╭─ Extrait cité
A l’extérieur de l’usine, ils sont confinés dans un espace délimité par la rivière Lot au Sud et par une ligne partant de Libos, passant par la barrière SNCF de ce village et se terminant à la limite Est de Fumel, Condat exclu. Si un exilé espagnol est trouvé hors de cette zone, il est considéré comme un insoumis et un déserteur. Il est aussitôt expédié au camp disciplinaire du Vernet-d’Ariège. En tant que membre d’une CTE, un Républicain espagnol est assujetti au règlement militaire en vigueur pour les appelés français.
Pendant la « Drôle de Guerre », la production de la SMP est essentiellement destinée à l’artillerie française sous forme de tubes d’obus en fonte. Le 6 juillet 1944, après la signature de l’armistice entre Pétain et Hitler, la SMP demande aux Espagnols de repartir au camp de Septfonds.
Les Espagnols de retour à l’usine
Quand l’usine se remet à produire des tubes d’obus, cette fois-ci pour l’Allemagne et après que le gouvernement de Vichy transforme les anciennes CTE en Groupements de Travailleurs Etrangers (GTE), elle réintègre les Républicains espagnols. Ils reviennent de manière volontaire pour se faire embaucher directement par la SMMP (le 26 décembre 1940, PAM transforme la SMP en « Société Minière et Métallurgique du Périgord » (SMMP)) ou par des entreprises de sous-traitance.
Le GTE 505 à Fumel
Le GTE 505 est créé en novembre 1941, sa direction est installée dans les locaux de l’usine. Il sera fermé en juillet 1944 au moment de la libération du département de Lot-et-Garonne. Ses effectifs, fin 1941, s’élèvent à 805 personnes. Ils décroissent tout au long de son existence. En février 1942, 599 travailleurs étrangers sont encore inscrits sur les listes du GTE. Les Espagnols constituent le gros des troupes. En août 1942, sur 556 travailleurs recensés, 504 sont des Espagnols, le reste appartient à d’autres nationalités. En juin 1943, il y a encore 341 étrangers dont 325 Espagnols.
Tous ces étrangers ne travaillent pas pour la SMMP. Un petit nombre d’entre eux est employé dans une quarantaine d’établissements artisanaux, commerciaux ou agricoles. En ce qui concerne la SMMP, le préfet de Lot-et-Garonne reproche au directeur de l’usine de ne pas respecter les consignes en matière d’embauche, ce qui complique la surveillance policière. Cette situation favorise les évasions. Tout au long de la durée de vie du GTE, une centaine de travailleurs se fait la belle.
╰─
╭─ Lignes fournies
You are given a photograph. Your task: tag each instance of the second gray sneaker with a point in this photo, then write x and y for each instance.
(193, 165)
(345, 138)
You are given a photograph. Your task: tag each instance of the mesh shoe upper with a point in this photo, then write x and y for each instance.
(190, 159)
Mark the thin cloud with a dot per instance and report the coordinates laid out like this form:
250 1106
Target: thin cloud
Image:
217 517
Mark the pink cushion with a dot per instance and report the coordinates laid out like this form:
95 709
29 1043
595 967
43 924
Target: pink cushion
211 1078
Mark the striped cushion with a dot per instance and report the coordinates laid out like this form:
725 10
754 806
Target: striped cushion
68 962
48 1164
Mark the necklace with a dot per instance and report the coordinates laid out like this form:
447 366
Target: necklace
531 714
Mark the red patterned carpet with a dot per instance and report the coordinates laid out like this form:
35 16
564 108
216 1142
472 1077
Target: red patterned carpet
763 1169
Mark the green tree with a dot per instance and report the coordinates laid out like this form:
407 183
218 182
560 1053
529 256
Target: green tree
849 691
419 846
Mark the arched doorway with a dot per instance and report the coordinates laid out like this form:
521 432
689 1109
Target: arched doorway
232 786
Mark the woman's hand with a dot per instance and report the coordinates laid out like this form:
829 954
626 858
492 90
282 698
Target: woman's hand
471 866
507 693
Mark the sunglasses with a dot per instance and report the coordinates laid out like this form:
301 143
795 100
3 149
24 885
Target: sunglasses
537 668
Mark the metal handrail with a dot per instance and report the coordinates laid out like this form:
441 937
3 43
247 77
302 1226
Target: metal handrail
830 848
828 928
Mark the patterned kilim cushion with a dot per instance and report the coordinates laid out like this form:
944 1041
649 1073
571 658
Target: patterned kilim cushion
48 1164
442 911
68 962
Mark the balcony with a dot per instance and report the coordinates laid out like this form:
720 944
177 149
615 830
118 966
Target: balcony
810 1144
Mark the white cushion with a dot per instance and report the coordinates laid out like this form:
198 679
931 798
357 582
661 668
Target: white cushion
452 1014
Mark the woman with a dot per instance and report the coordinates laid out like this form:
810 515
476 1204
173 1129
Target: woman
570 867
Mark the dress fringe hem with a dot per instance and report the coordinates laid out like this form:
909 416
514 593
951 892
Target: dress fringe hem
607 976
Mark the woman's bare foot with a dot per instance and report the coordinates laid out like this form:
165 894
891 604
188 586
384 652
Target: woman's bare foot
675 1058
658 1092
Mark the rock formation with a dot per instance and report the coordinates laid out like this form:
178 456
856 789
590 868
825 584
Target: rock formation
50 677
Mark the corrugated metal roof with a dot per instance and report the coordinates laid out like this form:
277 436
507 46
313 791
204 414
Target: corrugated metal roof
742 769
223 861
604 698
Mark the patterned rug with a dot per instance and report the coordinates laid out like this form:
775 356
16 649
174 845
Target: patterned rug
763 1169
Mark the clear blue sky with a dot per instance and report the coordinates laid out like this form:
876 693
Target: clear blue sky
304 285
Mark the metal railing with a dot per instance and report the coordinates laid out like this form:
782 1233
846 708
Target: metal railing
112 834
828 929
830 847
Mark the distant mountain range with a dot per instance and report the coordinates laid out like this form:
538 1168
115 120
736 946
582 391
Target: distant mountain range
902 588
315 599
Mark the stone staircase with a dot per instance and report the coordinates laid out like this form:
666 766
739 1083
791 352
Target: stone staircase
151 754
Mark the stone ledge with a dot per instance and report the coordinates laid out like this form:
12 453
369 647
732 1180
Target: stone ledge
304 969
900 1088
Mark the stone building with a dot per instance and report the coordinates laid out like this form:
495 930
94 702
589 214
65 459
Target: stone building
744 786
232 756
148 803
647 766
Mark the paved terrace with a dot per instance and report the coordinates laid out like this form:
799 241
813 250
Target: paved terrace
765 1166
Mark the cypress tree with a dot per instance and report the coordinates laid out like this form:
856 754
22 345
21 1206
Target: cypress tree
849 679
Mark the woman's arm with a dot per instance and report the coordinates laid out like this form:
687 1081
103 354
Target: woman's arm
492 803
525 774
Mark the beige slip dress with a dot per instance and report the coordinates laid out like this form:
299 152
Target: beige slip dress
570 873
╰─
* **Consigne**: D'après l'extrait cité sur les Espagnols de l'usine de Fumel, à combien s'élèvent les effectifs du GTE 505 fin 1941 ?

* **Réponse**: 805 personnes.